But will a new loyalty program really offer big discounts and promotions and perks, when that’s precisely what Sprouts has said it wants to get away from?

Price-sensitive grocery shoppers whom Sprouts “politely” asked to “step away” didn’t necessarily take it that way back in 2020, when Sinclair derided “promiscuous customers who will go to wherever the lowest price of chicken breast is,” and said he looked forward to “getting away from those types of customers” who “will be promiscuous no matter what we do.” A year later, he further described the retailer’s pricing strategy as steering away Sprouts’ “non-target” customers, “particularly those coupon clippers,” in favor of shoppers who are more concerned about quality than price.

Going forward, he explained last week, “it’s all about looking after our target customers and being increasingly relevant to them. And we don’t see a promotional solution or a margin investment solution to do that.”

Sprouts reported that sales were up last quarter, so something seems to be working. But some shoppers still seem unimpressed. “Sprouts may be unique in the variety of foods they have but they are not unique when it comes to price gouging,” one commenter wrote recently on Sprouts’ Facebook page. “Too expensive, nothing that I can’t get any cheaper elsewhere,” another reviewer wrote. A third shopper noted that her local Sprouts stores “were almost empty” because they’re “next to Walmart or similar stores” where shoppers appeared to be going instead.

Of course, these are shoppers who are not likely to become members of a Sprouts loyalty program. Sinclair defined Sprouts’ “target customer segments” as “health enthusiasts and innovation seekers.” By making those customers more loyal, “we believe we could be the market leader in that space,” he said. “We’ll then set out to reach more of those customers by providing them with differentiated products and experiences that fulfill their needs and desires.”

As long as your needs and desires don’t include searching for the lowest prices and the best deals on your groceries, or Sprouts will tell you to “step away.” Politely.

----------

_SET PROBLEM A_
Translate this sentence from the Sprouts pricing article into Spanish: "Sinclair defined Sprouts’ “target customer segments” as “health enthusiasts and innovation seekers.”"
_SET PROBLEM B_
According to the Sprouts pricing article, in what year did Sinclair deride "promiscuous customers who will go to wherever the lowest price of chicken breast is"?
_SET PROBLEM C_
Transcribe the part of the Sprouts pricing article starting with "Price-sensitive grocery shoppers" and going on through "quality than price.".

_MATERIAL SHOWN_
----------

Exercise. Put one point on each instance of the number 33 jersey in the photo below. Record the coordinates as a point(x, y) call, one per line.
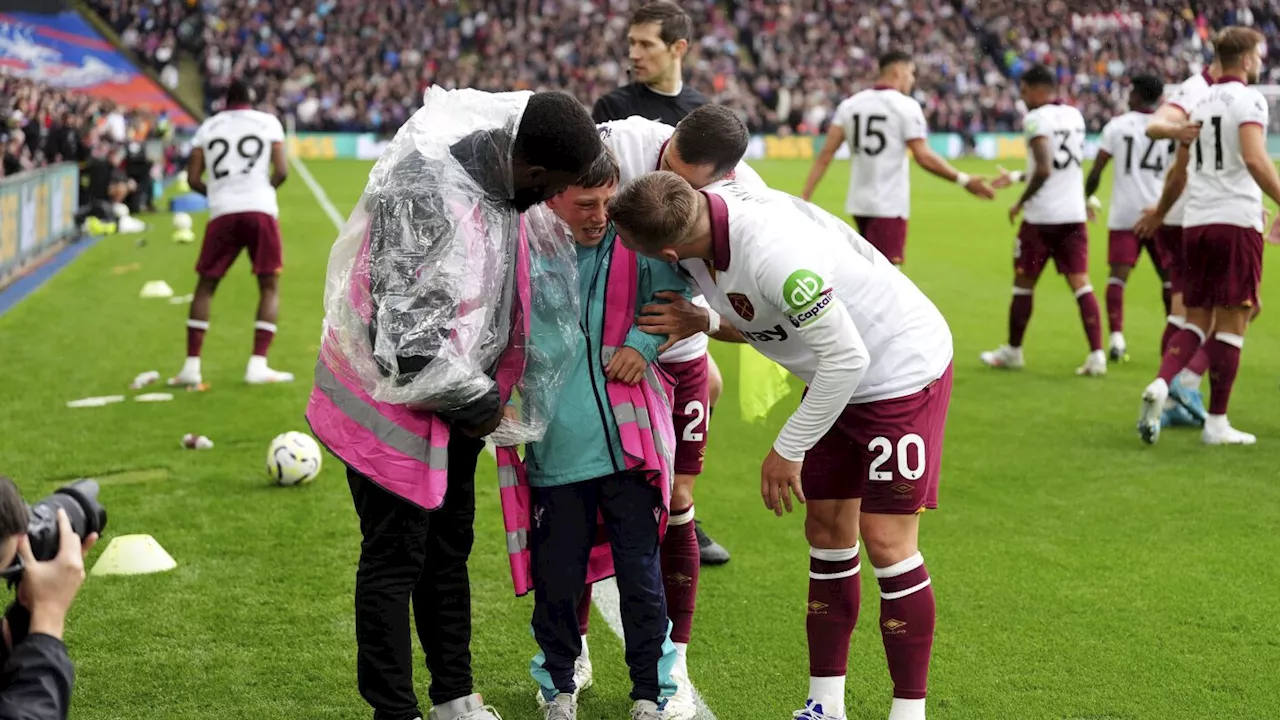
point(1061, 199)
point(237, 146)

----------

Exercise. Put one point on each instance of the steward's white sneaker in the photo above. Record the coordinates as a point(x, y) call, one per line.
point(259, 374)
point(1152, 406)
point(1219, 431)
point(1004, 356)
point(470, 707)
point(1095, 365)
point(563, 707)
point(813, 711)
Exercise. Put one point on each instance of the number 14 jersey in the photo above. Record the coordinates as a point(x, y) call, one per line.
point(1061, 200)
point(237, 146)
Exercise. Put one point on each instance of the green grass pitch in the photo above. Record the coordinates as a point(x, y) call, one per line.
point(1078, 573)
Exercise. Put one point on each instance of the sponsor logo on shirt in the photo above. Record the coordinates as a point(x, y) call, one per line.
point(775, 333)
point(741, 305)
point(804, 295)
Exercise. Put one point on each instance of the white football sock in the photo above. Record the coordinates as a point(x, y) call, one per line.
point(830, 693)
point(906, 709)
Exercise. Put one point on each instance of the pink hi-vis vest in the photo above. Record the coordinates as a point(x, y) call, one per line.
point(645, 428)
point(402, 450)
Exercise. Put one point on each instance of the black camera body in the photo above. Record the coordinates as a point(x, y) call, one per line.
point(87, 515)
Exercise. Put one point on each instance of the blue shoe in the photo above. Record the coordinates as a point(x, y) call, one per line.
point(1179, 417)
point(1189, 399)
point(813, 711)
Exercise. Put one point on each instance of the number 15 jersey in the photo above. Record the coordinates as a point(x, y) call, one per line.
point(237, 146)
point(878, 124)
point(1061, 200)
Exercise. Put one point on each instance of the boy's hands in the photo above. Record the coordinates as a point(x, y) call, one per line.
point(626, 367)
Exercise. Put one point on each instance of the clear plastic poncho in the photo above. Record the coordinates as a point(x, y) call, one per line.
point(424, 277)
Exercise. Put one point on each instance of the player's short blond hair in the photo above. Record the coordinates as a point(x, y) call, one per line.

----------

_REPLY A_
Sinclair definió los “segmentos de clientes objetivo” de Sprouts como “entusiastas de la salud y buscadores de innovación”.

_REPLY B_
2020

_REPLY C_
Price-sensitive grocery shoppers whom Sprouts “politely” asked to “step away” didn’t necessarily take it that way back in 2020, when Sinclair derided “promiscuous customers who will go to wherever the lowest price of chicken breast is,” and said he looked forward to “getting away from those types of customers” who “will be promiscuous no matter what we do.” A year later, he further described the retailer’s pricing strategy as steering away Sprouts’ “non-target” customers, “particularly those coupon clippers,” in favor of shoppers who are more concerned about quality than price.